Look over the entries and say how many lines include the word "below". Only the number, please.

---------- Input material ----------

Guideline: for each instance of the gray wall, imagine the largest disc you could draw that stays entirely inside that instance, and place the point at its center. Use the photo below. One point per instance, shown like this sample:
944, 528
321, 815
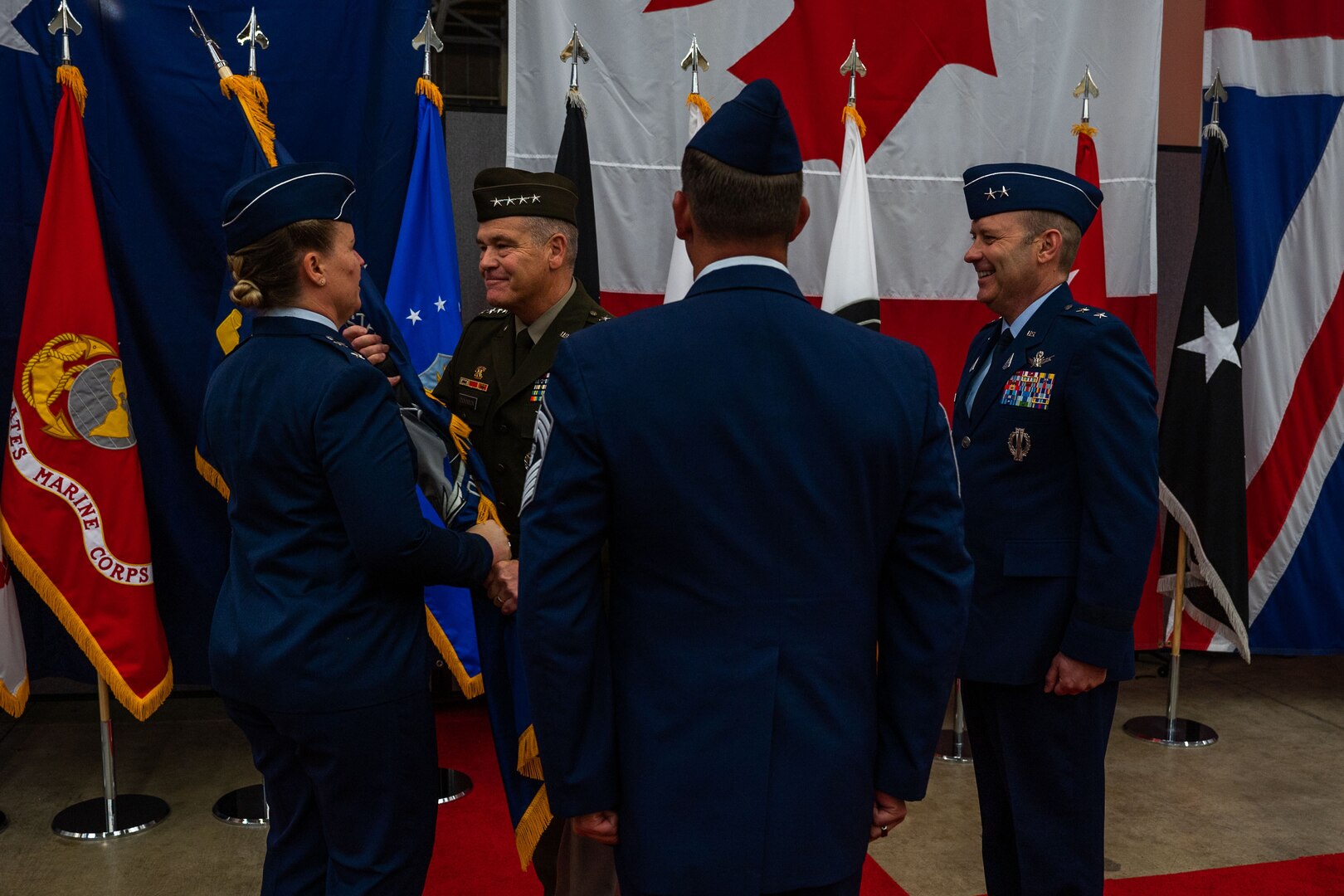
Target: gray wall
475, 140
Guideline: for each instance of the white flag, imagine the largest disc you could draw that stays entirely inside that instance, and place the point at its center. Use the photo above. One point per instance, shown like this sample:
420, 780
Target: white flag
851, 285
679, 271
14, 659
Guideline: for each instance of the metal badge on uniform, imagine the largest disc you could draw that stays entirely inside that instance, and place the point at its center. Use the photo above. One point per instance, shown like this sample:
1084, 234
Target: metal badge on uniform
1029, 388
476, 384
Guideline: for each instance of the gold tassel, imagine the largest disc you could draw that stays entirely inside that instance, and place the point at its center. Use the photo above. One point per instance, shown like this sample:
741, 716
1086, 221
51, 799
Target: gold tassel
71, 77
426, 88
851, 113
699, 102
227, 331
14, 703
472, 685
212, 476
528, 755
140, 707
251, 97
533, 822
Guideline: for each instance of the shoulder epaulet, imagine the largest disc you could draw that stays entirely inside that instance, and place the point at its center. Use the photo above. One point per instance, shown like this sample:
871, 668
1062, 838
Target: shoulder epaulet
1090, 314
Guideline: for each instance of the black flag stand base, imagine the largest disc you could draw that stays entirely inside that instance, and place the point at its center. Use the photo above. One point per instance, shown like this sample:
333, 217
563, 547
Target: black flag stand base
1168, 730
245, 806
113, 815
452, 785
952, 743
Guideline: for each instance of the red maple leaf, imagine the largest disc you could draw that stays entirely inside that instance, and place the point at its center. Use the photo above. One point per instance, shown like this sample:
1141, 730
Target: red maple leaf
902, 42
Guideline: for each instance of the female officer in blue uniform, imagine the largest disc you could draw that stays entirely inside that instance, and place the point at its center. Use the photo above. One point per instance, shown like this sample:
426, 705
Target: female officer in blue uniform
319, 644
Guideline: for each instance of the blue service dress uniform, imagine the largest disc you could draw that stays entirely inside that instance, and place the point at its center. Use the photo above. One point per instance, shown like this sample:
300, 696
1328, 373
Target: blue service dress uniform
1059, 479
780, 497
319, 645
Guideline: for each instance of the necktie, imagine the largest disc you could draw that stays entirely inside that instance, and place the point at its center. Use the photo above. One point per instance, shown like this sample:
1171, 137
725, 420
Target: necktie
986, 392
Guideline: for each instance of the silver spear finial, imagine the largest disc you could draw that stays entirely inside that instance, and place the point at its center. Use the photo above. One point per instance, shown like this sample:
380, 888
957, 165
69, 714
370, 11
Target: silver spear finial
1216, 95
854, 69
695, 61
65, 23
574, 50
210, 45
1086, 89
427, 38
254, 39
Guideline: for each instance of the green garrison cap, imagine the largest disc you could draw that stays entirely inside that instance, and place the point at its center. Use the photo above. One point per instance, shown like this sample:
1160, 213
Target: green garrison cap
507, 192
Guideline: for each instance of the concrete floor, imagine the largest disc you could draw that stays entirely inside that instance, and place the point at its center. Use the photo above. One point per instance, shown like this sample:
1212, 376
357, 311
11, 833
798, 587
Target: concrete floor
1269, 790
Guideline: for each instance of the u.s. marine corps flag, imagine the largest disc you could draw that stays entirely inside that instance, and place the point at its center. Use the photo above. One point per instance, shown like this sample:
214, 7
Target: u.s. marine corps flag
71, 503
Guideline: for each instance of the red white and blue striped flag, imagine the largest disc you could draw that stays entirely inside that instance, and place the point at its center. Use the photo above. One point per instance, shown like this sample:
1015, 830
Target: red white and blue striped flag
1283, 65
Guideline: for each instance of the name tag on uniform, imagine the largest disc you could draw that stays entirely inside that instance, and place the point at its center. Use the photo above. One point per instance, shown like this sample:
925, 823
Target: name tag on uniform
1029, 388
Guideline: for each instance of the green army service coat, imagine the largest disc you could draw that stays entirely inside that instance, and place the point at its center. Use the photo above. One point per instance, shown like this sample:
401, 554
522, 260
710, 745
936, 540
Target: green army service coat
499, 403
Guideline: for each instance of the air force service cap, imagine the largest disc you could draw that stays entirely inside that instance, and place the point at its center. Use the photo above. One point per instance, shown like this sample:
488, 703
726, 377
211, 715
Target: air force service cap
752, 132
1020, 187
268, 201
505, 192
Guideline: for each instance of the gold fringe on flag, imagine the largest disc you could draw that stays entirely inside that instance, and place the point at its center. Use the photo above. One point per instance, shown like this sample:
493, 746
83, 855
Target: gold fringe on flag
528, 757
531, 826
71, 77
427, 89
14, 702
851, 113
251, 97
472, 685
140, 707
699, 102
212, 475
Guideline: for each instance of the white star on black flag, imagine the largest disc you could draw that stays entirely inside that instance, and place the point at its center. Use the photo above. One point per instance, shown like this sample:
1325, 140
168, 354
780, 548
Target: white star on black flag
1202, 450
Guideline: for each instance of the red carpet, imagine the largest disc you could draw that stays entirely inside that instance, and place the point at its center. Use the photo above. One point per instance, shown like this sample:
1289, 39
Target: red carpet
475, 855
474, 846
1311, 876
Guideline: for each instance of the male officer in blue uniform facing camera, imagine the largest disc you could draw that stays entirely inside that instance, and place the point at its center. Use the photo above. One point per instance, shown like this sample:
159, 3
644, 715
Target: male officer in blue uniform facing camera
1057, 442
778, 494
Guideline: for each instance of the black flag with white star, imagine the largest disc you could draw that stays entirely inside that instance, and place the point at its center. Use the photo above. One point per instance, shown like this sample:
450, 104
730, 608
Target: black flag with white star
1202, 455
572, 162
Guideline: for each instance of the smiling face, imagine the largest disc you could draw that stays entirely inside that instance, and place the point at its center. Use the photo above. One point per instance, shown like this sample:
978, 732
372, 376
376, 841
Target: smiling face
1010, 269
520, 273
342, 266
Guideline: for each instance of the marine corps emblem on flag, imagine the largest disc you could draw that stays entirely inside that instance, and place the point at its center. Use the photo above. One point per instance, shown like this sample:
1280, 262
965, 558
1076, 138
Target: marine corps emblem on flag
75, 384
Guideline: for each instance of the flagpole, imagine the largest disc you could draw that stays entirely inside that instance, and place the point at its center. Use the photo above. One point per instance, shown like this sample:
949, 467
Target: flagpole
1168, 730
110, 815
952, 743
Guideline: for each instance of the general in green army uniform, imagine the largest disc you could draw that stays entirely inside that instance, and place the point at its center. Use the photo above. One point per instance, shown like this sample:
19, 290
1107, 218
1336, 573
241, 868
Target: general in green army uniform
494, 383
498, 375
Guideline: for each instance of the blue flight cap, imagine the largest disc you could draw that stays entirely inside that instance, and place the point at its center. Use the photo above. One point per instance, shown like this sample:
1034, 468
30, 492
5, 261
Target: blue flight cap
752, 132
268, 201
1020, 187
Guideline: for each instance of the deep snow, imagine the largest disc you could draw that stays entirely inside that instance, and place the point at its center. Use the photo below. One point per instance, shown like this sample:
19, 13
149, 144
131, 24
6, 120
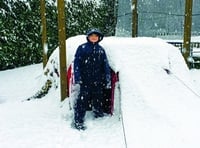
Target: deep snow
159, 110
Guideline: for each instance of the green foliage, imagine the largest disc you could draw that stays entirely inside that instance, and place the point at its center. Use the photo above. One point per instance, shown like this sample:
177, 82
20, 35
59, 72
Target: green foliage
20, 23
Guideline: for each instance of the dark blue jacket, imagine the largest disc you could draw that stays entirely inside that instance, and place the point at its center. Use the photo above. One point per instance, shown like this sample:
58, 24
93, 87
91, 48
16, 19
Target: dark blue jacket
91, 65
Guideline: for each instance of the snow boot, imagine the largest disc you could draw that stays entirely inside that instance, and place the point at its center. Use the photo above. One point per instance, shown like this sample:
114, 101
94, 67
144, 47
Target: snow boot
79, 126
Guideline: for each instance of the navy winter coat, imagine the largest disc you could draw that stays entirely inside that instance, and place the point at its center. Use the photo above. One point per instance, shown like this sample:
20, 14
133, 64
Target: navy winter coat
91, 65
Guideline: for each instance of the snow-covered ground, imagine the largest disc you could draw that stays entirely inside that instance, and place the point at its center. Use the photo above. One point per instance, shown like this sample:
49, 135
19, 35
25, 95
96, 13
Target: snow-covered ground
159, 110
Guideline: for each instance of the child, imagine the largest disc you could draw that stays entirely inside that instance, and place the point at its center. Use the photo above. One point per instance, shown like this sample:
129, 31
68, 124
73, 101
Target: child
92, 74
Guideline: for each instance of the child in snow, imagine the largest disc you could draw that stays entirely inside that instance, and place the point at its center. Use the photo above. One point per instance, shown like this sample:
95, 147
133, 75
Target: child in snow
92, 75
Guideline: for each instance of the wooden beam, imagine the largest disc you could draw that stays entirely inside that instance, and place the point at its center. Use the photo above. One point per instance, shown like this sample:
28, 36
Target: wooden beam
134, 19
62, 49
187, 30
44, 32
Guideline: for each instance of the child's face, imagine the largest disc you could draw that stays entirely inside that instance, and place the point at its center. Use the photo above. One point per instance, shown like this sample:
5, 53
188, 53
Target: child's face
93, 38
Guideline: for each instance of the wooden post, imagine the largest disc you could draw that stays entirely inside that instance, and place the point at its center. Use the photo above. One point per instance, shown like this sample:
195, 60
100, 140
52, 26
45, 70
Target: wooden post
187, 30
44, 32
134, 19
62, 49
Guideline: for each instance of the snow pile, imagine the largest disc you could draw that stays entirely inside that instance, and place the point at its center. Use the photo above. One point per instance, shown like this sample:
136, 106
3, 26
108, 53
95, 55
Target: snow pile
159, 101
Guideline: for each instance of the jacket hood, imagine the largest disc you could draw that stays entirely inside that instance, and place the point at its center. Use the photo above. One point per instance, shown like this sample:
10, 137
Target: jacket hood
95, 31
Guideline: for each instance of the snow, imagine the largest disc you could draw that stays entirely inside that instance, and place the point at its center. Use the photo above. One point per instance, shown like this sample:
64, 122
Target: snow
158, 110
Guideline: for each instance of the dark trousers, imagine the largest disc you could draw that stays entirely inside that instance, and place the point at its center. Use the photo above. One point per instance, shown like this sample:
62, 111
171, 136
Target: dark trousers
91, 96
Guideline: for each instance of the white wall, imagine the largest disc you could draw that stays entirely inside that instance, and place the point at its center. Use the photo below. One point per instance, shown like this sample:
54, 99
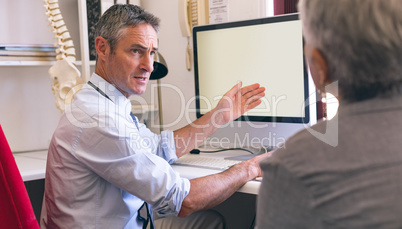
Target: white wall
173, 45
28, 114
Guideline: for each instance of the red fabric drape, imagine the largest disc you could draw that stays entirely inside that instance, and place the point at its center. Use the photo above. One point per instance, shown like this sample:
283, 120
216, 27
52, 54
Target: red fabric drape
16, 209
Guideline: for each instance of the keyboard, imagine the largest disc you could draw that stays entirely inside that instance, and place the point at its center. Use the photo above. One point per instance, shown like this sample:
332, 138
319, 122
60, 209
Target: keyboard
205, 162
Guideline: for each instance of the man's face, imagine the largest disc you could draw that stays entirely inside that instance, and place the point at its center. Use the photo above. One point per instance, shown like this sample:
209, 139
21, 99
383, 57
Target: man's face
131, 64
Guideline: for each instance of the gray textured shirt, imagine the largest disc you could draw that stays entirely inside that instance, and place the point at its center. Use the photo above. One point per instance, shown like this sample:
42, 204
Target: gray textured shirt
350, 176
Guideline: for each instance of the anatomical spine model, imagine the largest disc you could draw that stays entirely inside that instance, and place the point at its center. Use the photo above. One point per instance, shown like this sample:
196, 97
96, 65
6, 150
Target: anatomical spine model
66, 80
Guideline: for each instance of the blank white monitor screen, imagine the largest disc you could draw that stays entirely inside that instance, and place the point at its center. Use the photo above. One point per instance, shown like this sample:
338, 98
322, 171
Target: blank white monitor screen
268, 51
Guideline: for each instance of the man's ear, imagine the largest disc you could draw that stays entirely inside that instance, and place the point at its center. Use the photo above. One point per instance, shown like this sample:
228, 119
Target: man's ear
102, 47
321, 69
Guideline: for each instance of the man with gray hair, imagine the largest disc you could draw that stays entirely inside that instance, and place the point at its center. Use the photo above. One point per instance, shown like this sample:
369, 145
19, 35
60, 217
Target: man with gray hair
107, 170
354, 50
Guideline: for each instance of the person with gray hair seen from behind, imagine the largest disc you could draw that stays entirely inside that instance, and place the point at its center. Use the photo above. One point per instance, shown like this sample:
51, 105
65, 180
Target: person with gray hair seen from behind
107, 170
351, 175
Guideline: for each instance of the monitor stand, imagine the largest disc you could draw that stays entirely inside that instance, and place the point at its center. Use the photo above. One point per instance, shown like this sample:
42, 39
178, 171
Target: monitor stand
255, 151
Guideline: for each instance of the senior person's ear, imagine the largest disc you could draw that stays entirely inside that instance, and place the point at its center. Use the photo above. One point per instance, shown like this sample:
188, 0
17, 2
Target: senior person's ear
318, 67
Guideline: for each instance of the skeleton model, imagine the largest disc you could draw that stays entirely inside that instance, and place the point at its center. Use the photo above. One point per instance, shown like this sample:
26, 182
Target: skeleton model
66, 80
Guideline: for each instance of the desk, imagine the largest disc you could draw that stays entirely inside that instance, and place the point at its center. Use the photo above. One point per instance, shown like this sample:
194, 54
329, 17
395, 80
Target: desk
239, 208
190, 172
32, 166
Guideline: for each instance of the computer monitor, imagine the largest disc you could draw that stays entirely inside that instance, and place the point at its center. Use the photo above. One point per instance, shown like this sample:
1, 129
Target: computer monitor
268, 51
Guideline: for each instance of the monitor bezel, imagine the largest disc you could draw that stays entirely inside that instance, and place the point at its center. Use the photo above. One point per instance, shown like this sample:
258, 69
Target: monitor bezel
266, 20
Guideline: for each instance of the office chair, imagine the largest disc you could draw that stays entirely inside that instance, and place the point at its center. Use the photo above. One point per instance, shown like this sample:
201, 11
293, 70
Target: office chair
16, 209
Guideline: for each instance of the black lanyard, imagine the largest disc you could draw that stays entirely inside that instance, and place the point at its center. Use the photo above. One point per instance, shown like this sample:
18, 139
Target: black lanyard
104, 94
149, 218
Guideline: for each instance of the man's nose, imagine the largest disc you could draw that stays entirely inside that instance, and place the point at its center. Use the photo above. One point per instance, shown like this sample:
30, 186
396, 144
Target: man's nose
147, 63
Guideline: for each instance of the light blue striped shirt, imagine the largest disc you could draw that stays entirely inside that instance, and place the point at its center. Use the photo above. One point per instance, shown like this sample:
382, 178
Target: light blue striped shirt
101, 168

----------

*Exercise solution*
3